**Passage for review:**
--- START ---

One positive characteristic of skin cancer is that because it is based on the skin - the outside covering - it is easily visible and detectable early on in the stages. If it is detected and treated early, it will normally be cured.
Skin cancer is the most common cancer in the world. Most cases are cured, but the problem is that it can affect so many people. People with celtic colouring - red hair, blue eyes and fair skin - are the highest risk group. It is most common in Australia.
Skin cancer is caused by too much sun exposure. Sunlight contains ultraviolet (UV) rays that can alter the genetic material in skin cells, causing mutations.
Also things to avoid to much exposure to are sunlamps, tanning booths, and x-rays. As these instruments can also damage skin and cause cancerous growths.
BCC and SCC have been linked to chronic sun exposure.
Melanoma is linked to excessive sunbathing that causes your skin to be scorched and blistered. It is reported that one blistering sunburn episode during childhood can double a person's risk for developing melanoma later in life.
The people most vulnerable to melanoma are -
people with pigment disorders
people with many freckles or moles.
Workers exposed to substances such as coal tar, radium, insecticides and other carcinogens.
Without a doubt, exposure to ultraviolet radiation is the most common cause of skin cancer as the main way of preventing this disease is by limiting skin's exposure to ultraviolet radiation. Hereditary may play a part in whether or not you eventually succumb to the disease.
It is important that you perform self examinations regularly - looking at every inch of your body, if you do not know what to look for, go to your doctor who can explain the different skin cancers can look. If you find a growth, have it examined by your doctor or dermatologist immediately.

--- END ---

**Provided data:**
--- START ---

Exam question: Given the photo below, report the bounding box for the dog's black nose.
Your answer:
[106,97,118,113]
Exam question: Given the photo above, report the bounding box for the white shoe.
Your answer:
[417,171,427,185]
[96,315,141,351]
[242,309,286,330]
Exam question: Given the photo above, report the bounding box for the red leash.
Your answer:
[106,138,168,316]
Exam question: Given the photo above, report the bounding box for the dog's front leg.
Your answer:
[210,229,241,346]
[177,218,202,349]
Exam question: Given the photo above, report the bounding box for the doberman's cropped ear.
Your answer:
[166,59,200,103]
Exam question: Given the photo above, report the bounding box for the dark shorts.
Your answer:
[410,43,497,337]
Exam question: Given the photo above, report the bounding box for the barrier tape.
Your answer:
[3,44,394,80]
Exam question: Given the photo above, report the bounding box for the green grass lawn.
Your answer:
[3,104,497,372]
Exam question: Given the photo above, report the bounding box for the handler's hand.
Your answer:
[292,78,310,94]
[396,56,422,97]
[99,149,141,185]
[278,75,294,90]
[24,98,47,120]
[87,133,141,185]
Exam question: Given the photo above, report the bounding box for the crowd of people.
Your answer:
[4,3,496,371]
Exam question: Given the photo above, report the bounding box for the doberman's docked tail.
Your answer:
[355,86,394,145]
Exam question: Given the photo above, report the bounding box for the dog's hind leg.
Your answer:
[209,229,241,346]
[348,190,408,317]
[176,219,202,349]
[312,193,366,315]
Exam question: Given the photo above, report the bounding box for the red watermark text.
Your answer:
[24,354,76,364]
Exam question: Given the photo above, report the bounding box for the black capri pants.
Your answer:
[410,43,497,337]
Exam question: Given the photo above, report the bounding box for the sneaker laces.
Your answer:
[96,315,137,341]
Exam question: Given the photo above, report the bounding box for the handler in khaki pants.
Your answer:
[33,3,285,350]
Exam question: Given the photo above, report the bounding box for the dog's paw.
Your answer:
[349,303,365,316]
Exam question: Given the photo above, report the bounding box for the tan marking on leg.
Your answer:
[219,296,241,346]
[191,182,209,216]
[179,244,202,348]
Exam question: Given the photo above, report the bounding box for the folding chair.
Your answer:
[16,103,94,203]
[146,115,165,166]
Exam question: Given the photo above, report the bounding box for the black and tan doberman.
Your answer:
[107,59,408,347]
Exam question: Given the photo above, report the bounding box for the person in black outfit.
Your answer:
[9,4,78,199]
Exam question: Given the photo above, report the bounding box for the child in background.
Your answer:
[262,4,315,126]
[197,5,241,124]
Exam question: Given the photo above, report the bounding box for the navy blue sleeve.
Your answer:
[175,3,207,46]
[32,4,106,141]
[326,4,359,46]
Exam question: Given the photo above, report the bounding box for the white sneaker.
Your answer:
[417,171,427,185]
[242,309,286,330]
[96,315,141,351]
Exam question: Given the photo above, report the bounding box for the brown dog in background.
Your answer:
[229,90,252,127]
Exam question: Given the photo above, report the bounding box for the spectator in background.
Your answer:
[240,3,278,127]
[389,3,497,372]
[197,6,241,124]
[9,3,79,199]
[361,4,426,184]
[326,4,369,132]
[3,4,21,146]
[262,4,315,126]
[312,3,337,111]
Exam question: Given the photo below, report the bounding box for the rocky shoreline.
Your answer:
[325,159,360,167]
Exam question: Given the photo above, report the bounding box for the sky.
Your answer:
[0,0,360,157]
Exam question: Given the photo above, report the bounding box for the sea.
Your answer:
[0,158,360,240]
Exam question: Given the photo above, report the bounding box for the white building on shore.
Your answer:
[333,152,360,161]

--- END ---

**Tasks and exercises:**
a - In the skin cancer passage, reproduce the text from "Skin cancer is caused" up to and including "chronic sun exposure.", swapping "chronic" for "prolonged".
b - Carry on the skin cancer passage from its final sentence.
The data are not needed.

**Activity answers:**
a -
Skin cancer is caused by too much sun exposure. Sunlight contains ultraviolet (UV) rays that can alter the genetic material in skin cells, causing mutations.
Also things to avoid to much exposure to are sunlamps, tanning booths, and x-rays. As these instruments can also damage skin and cause cancerous growths.
BCC and SCC have been linked to prolonged sun exposure.

b -
All potentially cancerous skin growths must be confirmed by a cancer diagnosis. Always go to your doctor to have them checked out. They should never be removed by shaving, burning, or freezing because those techniques do not allow pathologic examination of the growth.
Fortunately, most skin cancers are detected and cured before they spread. Melanoma that has spread to other organs poses the greatest problem.
Standard treatments for localised basal cell and squamous cell carcinomas are safe and effective and cause very few side effects. Small tumours can also be removed.
In some cases where BCC or SCC has begun to spread beyond the skin, tumours are removed surgically and patients are treated with chemotherapy, radiation, or immunotherapy. Although it is usually rare for the cancers to spread beyond the localised site.
Melanoma tumours must be removed surgically as soon as they are detected. Neither radiation nor chemotherapy will cure advanced melanoma, but either treatment may slow the disease and relieve symptoms.
If you have had skin cancer previously, you are more at risk of getting it again. Anyone who has been treated for skin cancer of any kind should have regular checkups. (See the entry on Cancer for more information).
Once skin cancer is diagnosed, the only acceptable treatment is medical care. However, alternative treatments may be useful in preventing the disease and also in helping the body cope with the side effects from the conventional treatments.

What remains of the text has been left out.